Data items:
☆ ☆ ☆ ☆ ☆ ☆ ☆

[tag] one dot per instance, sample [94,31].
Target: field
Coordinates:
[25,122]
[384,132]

☆ ☆ ☆ ☆ ☆ ☆ ☆

▶ **Objective**
Repeat every line of the data items above word for word.

▶ **Expected answer**
[tag] one dot per instance, sample [94,31].
Target: field
Coordinates:
[25,122]
[384,132]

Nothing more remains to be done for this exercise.